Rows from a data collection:
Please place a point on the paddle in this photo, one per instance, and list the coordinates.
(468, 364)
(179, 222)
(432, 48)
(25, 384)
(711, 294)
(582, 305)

--- EXERCISE DIRECTIONS ---
Can you edit the rows above so that "paddle" is replaced with "oar" and nothing else changes?

--- SOLUTION TO THIS EXERCISE ---
Please place a point on the oar in this photo, one per instance, and list the coordinates.
(468, 364)
(179, 222)
(432, 48)
(25, 384)
(711, 294)
(582, 305)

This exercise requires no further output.